• Given instruction: Please rewrite only the stretch of the records from the line containing "TARGET: doorway opening" through the end, keeping every line but shifting each x and y coordinate in the answers up by 150.

┌────────

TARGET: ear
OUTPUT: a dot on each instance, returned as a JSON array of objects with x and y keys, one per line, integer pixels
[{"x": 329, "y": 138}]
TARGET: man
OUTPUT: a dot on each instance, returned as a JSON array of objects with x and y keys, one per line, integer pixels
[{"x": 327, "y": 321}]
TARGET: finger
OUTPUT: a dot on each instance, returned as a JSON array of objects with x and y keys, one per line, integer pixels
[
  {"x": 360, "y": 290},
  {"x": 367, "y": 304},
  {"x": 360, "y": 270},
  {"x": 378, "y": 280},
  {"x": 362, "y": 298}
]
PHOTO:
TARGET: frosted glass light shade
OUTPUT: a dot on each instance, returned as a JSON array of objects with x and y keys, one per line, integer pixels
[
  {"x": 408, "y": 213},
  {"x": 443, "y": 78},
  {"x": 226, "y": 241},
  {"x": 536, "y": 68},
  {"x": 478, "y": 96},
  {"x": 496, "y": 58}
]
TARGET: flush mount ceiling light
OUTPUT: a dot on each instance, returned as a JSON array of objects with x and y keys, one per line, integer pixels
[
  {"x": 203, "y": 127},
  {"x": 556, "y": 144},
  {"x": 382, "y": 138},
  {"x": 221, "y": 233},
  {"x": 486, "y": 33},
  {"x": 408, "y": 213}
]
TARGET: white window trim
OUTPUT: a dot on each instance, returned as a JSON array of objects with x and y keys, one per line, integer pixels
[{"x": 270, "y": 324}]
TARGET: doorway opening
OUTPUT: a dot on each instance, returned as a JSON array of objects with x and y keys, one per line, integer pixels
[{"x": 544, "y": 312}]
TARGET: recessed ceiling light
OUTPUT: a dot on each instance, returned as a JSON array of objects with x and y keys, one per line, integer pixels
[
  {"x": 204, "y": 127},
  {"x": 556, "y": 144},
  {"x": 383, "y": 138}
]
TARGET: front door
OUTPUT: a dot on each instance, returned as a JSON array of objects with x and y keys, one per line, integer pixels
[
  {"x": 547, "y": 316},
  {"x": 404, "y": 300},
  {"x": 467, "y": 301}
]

└────────

• Result:
TARGET: doorway opening
OUTPUT: a dot on each instance, returned as a JSON array of objects with x and y keys, one per line, integer pixels
[{"x": 694, "y": 462}]
TARGET: recessed ceiling light
OUTPUT: a dot on each instance, returned as a JSON array of objects with x and y keys, one per line, integer pixels
[
  {"x": 354, "y": 277},
  {"x": 706, "y": 294},
  {"x": 533, "y": 288}
]
TARGET: front door
OUTPUT: a dot on each instance, returned as a JSON array of objects with x and y keys, one per line, integer pixels
[
  {"x": 697, "y": 466},
  {"x": 554, "y": 450},
  {"x": 617, "y": 451}
]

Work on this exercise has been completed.